→ **What the task asks**: Count the lines in the records below that contain the string "curb", and output only that count.

→ **Listed entries**:
* * * *
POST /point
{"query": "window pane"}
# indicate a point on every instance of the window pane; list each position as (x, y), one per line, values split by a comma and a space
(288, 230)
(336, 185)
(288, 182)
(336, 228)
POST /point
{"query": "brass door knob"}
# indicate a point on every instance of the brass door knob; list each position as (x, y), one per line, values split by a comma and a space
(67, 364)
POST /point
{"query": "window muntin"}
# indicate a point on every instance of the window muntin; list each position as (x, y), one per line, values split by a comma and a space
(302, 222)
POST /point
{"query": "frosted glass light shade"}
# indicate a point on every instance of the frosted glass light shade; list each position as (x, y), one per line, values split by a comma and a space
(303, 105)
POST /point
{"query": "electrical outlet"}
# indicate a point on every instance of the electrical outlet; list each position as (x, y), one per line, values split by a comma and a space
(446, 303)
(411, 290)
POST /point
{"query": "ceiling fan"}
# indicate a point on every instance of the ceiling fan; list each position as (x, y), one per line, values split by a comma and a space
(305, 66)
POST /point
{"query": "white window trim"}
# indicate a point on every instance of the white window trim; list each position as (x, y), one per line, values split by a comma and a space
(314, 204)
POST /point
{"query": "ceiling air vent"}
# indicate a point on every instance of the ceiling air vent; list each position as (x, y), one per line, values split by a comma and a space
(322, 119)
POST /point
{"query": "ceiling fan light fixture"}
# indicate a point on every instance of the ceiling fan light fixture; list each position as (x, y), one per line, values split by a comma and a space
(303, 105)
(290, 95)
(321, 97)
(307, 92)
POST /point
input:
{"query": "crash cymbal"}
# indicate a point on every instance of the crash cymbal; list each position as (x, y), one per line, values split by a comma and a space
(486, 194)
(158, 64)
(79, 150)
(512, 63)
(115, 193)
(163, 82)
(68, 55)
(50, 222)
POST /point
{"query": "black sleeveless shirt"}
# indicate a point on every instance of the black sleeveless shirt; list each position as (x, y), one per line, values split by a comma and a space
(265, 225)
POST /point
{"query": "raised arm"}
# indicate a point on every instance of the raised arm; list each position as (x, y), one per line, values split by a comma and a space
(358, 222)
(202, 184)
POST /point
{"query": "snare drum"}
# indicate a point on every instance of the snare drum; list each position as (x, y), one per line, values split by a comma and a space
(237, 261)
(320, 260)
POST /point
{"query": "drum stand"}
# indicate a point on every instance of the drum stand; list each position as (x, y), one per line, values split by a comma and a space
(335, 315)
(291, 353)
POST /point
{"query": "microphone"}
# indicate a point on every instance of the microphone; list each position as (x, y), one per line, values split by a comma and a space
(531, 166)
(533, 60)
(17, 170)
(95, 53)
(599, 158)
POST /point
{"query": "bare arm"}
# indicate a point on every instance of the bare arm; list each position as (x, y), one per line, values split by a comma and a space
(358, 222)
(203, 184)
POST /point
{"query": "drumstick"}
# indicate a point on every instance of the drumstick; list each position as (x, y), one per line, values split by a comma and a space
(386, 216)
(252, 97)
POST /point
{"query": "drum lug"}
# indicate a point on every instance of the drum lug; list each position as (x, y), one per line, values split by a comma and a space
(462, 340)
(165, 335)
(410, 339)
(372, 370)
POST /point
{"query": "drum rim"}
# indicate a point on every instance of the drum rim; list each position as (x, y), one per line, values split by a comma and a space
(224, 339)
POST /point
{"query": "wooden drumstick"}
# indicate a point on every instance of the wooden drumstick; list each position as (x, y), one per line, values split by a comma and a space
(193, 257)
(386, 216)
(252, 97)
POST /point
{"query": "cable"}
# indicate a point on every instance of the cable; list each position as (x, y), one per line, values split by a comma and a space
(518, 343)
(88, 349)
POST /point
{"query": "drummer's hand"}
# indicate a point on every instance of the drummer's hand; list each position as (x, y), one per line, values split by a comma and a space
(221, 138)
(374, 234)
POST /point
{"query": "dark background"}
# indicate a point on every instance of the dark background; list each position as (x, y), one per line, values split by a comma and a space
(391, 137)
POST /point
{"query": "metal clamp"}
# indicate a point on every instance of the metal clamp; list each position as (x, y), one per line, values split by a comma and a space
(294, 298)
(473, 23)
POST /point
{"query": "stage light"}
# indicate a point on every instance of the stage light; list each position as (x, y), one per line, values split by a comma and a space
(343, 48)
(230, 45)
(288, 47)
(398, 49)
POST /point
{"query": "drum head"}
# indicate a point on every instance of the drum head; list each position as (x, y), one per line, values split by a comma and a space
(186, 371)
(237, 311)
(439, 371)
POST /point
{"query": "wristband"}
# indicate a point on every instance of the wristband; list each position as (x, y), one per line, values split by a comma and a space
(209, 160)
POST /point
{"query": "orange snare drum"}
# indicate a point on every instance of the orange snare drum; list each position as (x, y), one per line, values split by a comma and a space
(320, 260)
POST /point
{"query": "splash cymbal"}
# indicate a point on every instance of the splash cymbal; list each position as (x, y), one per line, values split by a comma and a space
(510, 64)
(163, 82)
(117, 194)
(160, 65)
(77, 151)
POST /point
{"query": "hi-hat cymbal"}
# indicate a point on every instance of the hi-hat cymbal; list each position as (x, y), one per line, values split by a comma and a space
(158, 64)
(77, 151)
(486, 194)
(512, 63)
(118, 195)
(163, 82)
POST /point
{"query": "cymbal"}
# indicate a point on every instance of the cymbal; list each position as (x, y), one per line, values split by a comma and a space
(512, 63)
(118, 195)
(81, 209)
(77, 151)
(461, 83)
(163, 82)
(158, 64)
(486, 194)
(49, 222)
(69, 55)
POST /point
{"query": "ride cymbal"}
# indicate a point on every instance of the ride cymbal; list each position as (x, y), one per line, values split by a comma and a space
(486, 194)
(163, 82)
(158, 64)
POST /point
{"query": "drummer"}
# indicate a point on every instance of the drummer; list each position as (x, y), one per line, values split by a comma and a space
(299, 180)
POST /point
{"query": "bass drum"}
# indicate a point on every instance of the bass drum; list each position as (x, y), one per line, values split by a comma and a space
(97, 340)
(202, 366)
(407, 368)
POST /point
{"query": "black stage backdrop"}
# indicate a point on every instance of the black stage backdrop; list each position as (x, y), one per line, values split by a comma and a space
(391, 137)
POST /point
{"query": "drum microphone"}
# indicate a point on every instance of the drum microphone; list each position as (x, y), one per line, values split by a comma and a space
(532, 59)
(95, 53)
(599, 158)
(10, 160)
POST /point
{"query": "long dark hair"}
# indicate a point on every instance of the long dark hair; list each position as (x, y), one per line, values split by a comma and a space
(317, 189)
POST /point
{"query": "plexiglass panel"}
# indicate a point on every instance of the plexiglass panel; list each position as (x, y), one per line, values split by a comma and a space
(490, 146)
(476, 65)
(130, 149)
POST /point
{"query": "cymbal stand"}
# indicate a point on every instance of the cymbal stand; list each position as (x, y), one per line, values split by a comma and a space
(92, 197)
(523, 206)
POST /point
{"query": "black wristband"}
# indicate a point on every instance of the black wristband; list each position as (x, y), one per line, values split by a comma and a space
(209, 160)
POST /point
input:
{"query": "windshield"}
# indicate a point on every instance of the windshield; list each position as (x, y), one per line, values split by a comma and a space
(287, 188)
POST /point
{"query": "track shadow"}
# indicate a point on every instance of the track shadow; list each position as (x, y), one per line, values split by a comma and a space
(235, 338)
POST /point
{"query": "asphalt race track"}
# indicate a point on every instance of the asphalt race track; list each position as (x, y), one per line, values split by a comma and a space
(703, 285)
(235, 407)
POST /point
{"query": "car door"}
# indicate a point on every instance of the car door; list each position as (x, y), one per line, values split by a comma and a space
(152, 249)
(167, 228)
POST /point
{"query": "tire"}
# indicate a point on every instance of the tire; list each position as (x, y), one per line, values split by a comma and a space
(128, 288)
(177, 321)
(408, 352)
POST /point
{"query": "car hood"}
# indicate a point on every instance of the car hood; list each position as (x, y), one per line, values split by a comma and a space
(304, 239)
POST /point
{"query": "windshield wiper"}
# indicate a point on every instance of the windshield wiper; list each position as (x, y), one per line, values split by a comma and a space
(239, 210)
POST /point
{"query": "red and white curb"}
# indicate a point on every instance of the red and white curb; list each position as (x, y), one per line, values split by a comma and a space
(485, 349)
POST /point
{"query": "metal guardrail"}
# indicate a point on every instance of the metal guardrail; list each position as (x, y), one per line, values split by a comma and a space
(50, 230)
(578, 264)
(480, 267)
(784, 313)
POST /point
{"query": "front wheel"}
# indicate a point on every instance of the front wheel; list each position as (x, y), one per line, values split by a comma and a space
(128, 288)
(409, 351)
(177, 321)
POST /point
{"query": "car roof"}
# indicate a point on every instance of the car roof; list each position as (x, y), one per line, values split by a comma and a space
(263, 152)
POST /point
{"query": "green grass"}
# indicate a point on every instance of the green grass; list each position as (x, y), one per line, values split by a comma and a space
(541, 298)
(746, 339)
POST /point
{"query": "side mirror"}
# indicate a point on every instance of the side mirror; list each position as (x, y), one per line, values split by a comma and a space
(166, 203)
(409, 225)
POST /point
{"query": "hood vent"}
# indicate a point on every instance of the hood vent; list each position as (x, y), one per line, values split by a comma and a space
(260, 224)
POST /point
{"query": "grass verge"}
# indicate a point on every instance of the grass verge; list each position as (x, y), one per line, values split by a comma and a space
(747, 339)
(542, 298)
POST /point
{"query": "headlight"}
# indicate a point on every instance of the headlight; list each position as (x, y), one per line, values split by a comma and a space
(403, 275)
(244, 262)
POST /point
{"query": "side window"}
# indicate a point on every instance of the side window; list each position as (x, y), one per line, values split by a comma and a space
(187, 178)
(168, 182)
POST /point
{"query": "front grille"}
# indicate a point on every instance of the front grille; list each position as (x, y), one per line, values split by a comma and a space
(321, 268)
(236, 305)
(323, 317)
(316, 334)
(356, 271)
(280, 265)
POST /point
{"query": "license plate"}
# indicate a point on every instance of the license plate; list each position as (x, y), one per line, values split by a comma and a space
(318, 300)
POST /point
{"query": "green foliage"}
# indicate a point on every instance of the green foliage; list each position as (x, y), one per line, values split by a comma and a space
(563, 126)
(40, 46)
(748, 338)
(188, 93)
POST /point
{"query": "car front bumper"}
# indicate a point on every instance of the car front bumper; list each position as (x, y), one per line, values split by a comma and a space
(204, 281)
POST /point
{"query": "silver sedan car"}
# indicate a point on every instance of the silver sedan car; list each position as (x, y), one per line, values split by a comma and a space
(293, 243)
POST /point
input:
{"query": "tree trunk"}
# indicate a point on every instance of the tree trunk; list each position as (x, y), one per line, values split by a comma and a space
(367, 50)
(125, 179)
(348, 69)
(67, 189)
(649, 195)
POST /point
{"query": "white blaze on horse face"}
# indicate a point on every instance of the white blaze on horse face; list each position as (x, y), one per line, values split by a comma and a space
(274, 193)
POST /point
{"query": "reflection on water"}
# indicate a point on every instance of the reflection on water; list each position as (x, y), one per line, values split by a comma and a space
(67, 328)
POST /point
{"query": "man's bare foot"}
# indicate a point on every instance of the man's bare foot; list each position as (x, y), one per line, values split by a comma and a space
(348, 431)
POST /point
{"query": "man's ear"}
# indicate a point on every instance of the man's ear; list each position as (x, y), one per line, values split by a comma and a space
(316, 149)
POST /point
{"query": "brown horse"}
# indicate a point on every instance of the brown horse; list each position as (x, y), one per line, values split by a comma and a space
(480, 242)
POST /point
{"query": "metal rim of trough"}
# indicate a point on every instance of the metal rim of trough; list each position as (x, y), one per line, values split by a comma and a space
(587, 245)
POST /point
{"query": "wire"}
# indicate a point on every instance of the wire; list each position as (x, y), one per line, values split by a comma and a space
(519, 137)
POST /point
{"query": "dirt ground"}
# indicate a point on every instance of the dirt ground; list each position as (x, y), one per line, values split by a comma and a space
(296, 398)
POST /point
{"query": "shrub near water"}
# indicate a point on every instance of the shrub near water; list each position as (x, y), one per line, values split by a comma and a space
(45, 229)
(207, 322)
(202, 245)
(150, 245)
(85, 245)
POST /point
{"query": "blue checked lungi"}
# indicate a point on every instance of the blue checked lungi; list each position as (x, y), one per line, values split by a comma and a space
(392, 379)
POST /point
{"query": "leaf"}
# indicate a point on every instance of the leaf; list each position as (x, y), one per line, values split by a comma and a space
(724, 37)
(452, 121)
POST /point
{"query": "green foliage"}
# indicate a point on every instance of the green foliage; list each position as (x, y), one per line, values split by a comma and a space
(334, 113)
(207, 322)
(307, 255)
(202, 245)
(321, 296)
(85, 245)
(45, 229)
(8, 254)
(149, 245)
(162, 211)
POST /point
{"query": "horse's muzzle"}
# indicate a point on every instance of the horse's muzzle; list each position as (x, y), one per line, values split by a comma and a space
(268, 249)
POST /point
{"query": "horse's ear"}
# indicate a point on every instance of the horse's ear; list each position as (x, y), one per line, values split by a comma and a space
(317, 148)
* * * *
→ **Written response**: 2